→ **TASK DIRECTIONS**
Repeat exactly the lines from the one containing "drop a point: the breaking wave" through the last line of the records below, both included, and nothing else.

+++ MATERIAL SUPPLIED +++

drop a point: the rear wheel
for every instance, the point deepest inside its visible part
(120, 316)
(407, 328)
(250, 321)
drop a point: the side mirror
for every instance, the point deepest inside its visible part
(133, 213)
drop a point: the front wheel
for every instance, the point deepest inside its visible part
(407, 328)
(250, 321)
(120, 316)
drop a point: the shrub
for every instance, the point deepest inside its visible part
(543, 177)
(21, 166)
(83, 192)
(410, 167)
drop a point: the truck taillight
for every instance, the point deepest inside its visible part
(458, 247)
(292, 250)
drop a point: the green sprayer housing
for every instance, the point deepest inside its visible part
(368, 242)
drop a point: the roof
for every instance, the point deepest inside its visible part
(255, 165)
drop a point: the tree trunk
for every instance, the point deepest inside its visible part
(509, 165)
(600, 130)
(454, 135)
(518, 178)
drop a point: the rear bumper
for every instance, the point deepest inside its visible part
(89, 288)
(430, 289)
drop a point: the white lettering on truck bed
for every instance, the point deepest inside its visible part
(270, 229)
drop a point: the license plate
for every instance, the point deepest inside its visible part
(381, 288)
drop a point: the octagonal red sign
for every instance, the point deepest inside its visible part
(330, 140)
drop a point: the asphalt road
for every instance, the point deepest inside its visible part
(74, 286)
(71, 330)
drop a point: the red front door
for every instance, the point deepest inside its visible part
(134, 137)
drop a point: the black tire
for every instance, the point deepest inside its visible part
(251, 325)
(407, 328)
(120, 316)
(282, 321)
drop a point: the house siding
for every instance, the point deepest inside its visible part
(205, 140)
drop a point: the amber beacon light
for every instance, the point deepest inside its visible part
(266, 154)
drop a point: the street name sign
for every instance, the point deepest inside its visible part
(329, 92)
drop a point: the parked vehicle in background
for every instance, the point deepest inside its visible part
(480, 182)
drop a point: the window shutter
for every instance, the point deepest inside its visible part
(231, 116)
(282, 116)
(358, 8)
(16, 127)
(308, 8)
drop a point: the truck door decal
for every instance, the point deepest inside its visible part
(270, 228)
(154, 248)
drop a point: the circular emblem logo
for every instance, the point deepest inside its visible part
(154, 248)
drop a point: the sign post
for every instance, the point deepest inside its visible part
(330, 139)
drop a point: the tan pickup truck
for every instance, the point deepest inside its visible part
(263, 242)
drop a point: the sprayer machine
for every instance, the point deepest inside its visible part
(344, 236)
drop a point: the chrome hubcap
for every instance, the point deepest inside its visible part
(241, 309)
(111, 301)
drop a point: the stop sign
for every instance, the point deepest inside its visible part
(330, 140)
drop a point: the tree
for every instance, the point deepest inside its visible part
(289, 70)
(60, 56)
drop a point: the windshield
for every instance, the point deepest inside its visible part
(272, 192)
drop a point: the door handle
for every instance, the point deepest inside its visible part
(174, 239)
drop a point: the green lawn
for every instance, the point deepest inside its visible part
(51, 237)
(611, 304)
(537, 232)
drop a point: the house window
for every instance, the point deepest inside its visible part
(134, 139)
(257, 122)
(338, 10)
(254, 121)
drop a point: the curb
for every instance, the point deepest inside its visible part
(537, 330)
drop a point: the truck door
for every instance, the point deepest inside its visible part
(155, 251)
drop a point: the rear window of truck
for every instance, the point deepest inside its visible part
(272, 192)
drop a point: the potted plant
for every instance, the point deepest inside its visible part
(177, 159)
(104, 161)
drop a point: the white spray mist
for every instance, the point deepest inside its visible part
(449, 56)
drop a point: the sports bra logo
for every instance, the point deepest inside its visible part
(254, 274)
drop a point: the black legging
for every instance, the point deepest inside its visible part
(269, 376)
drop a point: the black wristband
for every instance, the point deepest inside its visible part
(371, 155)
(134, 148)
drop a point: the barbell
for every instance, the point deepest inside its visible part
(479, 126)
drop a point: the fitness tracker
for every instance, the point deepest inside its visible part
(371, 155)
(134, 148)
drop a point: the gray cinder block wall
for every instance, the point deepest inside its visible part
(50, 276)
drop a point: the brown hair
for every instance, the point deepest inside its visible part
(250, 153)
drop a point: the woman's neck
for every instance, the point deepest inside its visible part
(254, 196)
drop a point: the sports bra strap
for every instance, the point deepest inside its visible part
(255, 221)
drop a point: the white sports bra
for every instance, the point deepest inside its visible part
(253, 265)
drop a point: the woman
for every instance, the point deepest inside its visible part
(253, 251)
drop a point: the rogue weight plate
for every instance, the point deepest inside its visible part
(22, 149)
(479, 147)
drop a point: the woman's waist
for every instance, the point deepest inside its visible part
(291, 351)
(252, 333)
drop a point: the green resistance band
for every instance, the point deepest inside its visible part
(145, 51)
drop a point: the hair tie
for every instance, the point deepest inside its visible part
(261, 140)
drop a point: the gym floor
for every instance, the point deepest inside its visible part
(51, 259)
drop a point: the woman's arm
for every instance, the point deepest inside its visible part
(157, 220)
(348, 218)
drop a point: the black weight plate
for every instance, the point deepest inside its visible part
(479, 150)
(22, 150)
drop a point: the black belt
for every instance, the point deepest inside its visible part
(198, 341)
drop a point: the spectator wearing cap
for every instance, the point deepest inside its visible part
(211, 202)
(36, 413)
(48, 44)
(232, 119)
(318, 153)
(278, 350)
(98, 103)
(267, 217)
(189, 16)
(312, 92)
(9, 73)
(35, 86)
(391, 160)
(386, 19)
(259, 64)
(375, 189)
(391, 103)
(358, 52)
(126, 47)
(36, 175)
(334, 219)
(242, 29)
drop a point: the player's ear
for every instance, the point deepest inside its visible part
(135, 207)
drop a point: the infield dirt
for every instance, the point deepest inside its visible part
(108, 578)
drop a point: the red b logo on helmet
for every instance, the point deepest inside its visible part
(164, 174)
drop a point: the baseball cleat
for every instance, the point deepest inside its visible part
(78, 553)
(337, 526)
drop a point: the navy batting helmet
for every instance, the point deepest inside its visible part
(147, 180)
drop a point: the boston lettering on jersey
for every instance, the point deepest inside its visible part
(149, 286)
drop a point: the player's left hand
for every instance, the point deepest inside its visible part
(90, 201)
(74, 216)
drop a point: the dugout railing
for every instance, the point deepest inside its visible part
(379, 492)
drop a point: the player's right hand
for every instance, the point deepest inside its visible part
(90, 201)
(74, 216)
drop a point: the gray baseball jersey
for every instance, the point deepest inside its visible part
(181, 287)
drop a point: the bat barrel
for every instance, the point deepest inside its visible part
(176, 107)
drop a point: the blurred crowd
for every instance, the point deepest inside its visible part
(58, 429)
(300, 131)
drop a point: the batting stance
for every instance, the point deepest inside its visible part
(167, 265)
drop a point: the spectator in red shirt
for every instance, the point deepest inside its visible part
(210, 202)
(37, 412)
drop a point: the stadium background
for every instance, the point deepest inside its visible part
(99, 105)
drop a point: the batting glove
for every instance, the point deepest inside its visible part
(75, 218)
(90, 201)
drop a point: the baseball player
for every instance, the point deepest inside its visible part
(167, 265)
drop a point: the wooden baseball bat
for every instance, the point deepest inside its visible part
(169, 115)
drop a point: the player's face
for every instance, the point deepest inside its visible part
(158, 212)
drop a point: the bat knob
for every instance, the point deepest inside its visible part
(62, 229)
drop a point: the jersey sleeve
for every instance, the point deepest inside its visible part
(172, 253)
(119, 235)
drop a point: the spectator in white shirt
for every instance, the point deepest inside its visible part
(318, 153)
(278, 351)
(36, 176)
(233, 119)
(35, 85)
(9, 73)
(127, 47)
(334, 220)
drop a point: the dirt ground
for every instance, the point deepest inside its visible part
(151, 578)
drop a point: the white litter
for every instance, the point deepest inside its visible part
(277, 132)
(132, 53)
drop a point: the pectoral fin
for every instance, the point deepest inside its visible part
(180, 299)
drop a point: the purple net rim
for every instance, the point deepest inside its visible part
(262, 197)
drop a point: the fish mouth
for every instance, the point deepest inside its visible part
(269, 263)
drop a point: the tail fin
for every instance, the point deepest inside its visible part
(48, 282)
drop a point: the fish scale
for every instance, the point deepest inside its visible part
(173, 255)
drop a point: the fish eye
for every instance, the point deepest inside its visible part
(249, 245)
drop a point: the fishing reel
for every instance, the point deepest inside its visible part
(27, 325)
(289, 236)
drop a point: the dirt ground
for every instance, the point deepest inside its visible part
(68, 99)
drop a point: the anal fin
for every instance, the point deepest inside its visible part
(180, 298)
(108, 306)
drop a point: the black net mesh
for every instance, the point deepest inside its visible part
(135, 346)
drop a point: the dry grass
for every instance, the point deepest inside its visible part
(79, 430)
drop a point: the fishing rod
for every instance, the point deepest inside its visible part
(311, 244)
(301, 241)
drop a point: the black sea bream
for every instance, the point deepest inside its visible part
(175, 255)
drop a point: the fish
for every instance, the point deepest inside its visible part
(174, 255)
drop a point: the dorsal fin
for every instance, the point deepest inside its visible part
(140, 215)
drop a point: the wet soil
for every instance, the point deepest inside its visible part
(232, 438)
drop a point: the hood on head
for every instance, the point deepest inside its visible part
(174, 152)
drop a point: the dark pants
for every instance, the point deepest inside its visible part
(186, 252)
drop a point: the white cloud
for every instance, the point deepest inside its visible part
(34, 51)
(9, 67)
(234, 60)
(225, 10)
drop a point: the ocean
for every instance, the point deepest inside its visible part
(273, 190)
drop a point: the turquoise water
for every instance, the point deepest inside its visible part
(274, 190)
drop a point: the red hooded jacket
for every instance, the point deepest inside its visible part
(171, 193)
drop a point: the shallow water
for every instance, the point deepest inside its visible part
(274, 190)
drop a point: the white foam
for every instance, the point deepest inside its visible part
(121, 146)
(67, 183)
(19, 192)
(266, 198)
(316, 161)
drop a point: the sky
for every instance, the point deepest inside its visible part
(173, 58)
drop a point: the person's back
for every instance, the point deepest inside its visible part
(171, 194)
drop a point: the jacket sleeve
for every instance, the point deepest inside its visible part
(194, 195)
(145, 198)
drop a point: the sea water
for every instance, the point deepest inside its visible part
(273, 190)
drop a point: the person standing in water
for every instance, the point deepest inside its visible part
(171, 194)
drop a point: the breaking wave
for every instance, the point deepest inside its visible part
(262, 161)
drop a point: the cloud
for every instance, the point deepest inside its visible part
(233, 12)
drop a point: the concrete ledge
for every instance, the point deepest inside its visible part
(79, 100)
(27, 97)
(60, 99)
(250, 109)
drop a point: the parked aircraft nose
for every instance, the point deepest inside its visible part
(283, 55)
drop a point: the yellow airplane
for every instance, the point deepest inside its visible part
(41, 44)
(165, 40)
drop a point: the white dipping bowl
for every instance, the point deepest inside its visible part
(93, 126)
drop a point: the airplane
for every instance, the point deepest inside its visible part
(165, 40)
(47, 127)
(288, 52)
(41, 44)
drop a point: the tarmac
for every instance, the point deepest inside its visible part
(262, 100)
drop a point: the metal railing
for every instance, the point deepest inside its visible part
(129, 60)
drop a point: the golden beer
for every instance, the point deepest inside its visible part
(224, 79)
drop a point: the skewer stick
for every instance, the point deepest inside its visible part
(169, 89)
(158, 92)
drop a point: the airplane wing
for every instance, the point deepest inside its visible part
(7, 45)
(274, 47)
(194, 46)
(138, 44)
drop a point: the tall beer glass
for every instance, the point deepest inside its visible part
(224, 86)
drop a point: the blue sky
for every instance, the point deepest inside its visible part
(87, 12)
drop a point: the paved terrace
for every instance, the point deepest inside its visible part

+++

→ **SOLUTION FOR THIS EXERCISE**
drop a point: the breaking wave
for every instance, the point deepest inside its visible part
(262, 161)
drop a point: the cloud
for every instance, the point deepest inside its visible part
(233, 12)
drop a point: the concrete ledge
for every instance, the point deepest inside its visible part
(79, 100)
(27, 97)
(60, 99)
(250, 109)
drop a point: the parked aircraft nose
for every instance, the point deepest inside its visible part
(283, 55)
drop a point: the yellow airplane
for every instance, the point deepest inside its visible part
(41, 44)
(165, 40)
drop a point: the white dipping bowl
for every instance, the point deepest inside its visible part
(93, 126)
drop a point: the airplane
for every instance, the point deepest inside its visible part
(165, 40)
(47, 127)
(288, 52)
(41, 44)
drop a point: the tarmac
for every instance, the point deepest inside its visible part
(262, 100)
drop a point: the metal railing
for every instance, the point deepest inside its visible part
(129, 60)
drop a point: the golden beer
for every instance, the point deepest inside its visible part
(224, 79)
drop a point: the skewer stick
for every instance, the point deepest inside its visible part
(169, 89)
(158, 92)
drop a point: the airplane wing
for every instance, the point deepest inside its visible part
(7, 45)
(274, 47)
(194, 46)
(138, 44)
drop a point: the tall beer glass
for every instance, the point deepest inside its visible part
(224, 86)
drop a point: the blue sky
for every instance, the point deepest inside its visible part
(87, 12)
drop a point: the paved terrace
for every instance, the point deepest inside its visible part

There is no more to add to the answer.